## Start DATA TO USE
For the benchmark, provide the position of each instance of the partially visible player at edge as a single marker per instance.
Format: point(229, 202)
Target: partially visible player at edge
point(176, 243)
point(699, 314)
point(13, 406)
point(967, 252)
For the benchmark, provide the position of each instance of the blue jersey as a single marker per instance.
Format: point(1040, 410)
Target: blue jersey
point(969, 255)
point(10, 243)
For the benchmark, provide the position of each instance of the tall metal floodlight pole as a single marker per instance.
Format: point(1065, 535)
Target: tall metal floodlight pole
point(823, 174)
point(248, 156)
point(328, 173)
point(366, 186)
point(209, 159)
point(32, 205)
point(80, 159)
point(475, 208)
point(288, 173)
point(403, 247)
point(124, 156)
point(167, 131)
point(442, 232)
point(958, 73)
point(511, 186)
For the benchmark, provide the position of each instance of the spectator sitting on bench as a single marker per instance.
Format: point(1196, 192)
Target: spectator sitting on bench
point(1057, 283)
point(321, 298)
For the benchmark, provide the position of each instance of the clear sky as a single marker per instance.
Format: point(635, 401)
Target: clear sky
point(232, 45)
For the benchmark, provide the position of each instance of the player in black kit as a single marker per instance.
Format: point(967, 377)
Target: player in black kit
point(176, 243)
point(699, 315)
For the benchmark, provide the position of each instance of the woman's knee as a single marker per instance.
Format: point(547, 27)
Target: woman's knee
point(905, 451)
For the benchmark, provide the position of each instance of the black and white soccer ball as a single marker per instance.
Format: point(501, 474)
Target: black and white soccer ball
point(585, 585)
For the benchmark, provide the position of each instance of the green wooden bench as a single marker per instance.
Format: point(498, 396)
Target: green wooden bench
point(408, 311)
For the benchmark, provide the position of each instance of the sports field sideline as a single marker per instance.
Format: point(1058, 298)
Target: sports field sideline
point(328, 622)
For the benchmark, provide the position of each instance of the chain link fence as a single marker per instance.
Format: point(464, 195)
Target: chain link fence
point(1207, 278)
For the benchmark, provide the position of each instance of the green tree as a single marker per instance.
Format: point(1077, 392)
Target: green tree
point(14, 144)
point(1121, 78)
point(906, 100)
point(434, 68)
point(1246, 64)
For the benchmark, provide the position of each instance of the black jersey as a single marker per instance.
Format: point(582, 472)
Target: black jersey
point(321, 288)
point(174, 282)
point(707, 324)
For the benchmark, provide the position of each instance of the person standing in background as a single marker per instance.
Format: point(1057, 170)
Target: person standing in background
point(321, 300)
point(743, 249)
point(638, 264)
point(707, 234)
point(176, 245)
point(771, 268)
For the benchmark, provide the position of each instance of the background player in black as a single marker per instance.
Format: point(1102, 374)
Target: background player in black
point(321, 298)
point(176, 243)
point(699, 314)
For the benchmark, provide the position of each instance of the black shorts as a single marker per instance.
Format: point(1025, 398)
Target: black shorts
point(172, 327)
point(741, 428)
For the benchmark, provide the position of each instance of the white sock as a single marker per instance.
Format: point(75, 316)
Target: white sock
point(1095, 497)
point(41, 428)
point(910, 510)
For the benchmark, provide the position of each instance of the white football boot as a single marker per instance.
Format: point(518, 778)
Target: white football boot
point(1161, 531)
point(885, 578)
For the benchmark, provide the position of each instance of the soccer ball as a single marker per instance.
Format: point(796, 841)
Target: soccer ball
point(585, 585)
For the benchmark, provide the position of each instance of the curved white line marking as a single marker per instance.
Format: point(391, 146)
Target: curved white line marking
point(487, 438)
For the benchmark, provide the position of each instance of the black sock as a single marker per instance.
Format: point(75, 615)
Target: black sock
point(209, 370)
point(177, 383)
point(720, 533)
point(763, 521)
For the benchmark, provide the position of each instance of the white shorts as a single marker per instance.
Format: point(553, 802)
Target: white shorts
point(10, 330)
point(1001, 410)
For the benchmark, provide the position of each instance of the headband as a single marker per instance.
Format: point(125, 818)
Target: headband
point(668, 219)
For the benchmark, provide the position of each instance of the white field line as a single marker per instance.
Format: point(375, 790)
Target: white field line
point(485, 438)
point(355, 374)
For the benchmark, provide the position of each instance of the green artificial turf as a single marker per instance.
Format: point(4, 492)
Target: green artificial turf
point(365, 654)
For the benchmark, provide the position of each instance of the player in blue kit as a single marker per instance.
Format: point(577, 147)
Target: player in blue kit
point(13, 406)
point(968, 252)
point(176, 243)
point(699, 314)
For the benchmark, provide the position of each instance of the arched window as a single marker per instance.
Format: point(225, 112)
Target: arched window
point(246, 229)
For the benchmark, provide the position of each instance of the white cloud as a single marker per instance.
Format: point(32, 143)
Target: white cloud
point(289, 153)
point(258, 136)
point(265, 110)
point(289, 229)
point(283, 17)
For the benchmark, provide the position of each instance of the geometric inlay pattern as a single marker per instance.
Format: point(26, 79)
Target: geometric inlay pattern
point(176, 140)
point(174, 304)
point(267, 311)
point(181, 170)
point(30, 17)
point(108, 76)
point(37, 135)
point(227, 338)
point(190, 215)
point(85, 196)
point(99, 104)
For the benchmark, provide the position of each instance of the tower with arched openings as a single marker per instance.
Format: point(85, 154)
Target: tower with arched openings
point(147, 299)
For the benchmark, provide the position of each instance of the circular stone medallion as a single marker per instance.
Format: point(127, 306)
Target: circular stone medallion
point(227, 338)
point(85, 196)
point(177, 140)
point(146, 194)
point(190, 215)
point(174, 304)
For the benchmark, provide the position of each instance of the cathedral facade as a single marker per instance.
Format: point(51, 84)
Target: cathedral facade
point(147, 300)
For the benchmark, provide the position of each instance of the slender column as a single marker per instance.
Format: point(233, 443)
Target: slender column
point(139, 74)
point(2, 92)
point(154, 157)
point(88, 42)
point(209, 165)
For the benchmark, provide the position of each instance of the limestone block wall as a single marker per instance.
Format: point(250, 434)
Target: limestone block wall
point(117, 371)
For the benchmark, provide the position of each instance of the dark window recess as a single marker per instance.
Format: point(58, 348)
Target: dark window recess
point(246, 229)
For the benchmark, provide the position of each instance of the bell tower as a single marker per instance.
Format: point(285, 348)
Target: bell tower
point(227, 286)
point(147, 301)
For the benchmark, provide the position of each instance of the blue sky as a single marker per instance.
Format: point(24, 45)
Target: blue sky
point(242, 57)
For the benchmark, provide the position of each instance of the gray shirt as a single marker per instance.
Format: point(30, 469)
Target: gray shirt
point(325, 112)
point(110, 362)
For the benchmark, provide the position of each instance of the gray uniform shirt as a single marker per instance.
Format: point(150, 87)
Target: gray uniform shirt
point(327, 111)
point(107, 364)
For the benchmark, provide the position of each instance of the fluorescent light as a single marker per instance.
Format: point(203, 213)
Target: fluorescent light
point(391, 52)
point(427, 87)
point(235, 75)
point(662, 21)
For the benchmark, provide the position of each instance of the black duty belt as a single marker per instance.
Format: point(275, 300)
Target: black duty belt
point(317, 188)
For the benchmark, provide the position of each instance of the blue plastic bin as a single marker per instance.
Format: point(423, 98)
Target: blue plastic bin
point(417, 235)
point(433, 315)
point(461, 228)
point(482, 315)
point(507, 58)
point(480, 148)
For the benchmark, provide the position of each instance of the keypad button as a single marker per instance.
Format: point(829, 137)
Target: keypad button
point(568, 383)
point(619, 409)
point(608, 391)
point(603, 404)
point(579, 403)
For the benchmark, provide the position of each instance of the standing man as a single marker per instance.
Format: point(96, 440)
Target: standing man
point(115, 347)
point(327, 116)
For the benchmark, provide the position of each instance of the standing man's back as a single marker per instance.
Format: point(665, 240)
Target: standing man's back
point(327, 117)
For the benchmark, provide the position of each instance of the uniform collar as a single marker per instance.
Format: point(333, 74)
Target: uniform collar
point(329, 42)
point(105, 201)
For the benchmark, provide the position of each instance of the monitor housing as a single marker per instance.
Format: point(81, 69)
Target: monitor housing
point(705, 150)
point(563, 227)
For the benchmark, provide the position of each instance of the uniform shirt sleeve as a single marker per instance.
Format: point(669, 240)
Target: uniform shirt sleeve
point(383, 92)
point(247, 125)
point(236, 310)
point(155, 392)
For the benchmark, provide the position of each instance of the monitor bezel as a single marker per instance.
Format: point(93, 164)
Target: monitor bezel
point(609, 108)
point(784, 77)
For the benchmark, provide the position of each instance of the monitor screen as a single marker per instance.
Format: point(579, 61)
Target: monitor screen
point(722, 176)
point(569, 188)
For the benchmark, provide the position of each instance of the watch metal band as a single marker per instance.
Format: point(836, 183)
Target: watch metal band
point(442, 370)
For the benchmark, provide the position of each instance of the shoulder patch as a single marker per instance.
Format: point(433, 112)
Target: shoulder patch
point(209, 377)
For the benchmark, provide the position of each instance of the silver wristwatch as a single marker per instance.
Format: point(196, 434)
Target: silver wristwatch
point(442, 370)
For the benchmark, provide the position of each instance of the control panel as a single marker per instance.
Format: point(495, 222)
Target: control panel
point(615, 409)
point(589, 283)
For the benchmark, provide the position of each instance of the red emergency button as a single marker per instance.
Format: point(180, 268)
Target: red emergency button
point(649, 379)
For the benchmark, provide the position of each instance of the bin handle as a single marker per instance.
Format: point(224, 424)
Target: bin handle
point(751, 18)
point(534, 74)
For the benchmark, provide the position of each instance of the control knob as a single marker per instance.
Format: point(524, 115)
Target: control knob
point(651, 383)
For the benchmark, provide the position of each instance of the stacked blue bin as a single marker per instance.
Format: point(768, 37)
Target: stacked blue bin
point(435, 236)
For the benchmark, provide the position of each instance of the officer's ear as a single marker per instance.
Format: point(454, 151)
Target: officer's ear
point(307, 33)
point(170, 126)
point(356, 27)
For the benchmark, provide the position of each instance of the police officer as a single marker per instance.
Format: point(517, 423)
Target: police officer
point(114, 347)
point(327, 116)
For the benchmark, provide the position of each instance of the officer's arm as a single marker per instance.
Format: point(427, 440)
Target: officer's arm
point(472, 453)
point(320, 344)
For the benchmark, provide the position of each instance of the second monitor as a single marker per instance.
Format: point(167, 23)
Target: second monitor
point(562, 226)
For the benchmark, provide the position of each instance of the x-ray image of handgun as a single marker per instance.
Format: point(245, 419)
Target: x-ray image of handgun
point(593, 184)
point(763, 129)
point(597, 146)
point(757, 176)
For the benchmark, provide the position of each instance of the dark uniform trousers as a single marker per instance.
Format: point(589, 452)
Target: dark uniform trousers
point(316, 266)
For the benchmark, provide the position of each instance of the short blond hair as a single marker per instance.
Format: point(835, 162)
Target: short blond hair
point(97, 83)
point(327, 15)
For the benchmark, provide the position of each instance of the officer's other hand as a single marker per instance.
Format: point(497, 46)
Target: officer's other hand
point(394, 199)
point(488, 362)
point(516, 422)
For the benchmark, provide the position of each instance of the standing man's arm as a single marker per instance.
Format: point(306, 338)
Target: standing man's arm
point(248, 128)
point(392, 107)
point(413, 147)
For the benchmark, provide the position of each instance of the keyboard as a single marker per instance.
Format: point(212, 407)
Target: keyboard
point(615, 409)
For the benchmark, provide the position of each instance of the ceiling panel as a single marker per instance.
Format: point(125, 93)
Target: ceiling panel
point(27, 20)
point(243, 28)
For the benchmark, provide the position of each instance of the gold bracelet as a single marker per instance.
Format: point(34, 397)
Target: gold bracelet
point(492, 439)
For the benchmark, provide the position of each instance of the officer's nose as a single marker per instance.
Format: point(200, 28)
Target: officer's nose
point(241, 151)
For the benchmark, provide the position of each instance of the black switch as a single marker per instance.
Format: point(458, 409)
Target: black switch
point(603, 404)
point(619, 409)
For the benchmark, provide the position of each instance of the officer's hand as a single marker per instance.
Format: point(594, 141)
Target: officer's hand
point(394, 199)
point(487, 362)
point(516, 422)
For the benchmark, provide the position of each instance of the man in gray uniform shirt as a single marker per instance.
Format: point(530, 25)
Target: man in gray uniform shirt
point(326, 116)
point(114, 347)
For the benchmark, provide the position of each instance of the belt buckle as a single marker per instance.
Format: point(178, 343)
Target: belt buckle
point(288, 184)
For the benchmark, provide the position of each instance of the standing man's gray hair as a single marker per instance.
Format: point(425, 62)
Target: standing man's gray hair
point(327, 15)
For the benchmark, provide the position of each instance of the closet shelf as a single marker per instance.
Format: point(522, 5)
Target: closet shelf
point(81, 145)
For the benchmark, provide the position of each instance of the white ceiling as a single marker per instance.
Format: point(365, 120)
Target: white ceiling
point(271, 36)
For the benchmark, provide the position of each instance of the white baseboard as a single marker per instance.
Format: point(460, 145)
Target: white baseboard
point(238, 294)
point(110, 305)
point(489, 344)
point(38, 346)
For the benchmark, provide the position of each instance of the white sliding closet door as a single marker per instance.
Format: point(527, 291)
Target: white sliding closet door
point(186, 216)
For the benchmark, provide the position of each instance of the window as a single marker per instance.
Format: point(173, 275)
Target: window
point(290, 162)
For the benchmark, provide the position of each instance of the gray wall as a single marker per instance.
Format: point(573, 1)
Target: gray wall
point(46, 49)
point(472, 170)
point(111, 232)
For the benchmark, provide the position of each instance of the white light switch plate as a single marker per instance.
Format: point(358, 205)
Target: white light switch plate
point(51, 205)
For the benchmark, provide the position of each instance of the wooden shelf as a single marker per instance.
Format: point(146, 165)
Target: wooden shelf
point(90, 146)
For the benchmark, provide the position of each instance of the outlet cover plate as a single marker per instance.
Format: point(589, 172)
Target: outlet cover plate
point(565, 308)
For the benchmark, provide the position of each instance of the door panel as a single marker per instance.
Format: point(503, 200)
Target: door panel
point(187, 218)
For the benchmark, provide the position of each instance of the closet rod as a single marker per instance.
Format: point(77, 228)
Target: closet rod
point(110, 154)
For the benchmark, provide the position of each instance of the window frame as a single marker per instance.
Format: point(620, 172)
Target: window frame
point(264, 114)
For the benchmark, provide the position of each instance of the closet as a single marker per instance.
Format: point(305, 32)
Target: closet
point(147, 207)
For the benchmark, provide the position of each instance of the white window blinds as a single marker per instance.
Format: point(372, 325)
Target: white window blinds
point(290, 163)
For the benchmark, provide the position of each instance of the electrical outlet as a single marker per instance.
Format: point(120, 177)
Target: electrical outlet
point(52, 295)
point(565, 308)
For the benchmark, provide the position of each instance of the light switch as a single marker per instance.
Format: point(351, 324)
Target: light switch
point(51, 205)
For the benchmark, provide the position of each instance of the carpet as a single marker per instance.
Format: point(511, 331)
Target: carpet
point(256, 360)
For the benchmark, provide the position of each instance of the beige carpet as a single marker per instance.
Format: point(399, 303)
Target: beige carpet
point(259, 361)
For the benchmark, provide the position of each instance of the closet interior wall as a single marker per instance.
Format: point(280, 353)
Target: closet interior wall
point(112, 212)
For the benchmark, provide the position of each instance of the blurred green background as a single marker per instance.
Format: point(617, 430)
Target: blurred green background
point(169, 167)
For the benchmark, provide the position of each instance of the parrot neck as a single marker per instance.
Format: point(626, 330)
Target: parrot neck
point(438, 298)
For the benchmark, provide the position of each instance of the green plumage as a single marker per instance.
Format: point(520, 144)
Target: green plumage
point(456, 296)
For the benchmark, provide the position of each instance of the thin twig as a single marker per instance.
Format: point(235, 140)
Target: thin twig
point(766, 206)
## End DATA TO USE
▶ [EXERCISE] Output the records above as a numbered list, from their first line up to and including the line with "point(408, 311)". Leave out any blank lines.

▶ [TASK SOLUTION]
1. For the benchmark, provide the position of each instance of the partially visible player at edge as a single marker per instance.
2. Format: point(229, 202)
3. Target: partially visible player at edge
4. point(176, 243)
5. point(699, 314)
6. point(13, 406)
7. point(967, 252)
8. For the benchmark, provide the position of each instance of the blue jersey as a single marker per instance.
9. Format: point(1040, 410)
10. Target: blue jersey
11. point(969, 255)
12. point(10, 243)
13. For the benchmark, provide the position of each instance of the tall metal floodlight pole as a single marker per instance.
14. Format: point(1065, 535)
15. Target: tall metal floodlight pole
16. point(823, 174)
17. point(248, 156)
18. point(328, 173)
19. point(366, 186)
20. point(209, 159)
21. point(32, 205)
22. point(80, 159)
23. point(475, 208)
24. point(288, 173)
25. point(403, 247)
26. point(124, 156)
27. point(167, 131)
28. point(442, 232)
29. point(958, 73)
30. point(511, 186)
31. For the benchmark, provide the position of each instance of the spectator sitting on bench as a single marker per instance.
32. Format: point(1196, 192)
33. Target: spectator sitting on bench
34. point(1057, 283)
35. point(321, 298)
36. For the benchmark, provide the position of each instance of the clear sky as a single marker per instance.
37. Format: point(635, 401)
38. Target: clear sky
39. point(232, 45)
40. For the benchmark, provide the position of each instance of the player in black kit as a single marker per instance.
41. Format: point(967, 377)
42. Target: player in black kit
43. point(176, 243)
44. point(699, 315)
45. For the benchmark, provide the position of each instance of the woman's knee as a single marker per instance.
46. Format: point(547, 27)
47. Target: woman's knee
48. point(905, 451)
49. For the benchmark, provide the position of each instance of the black and white soccer ball as a single marker per instance.
50. Format: point(501, 474)
51. Target: black and white soccer ball
52. point(585, 585)
53. For the benchmark, provide the position of each instance of the green wooden bench as a single marker per instance.
54. Format: point(498, 396)
55. Target: green wooden bench
56. point(408, 311)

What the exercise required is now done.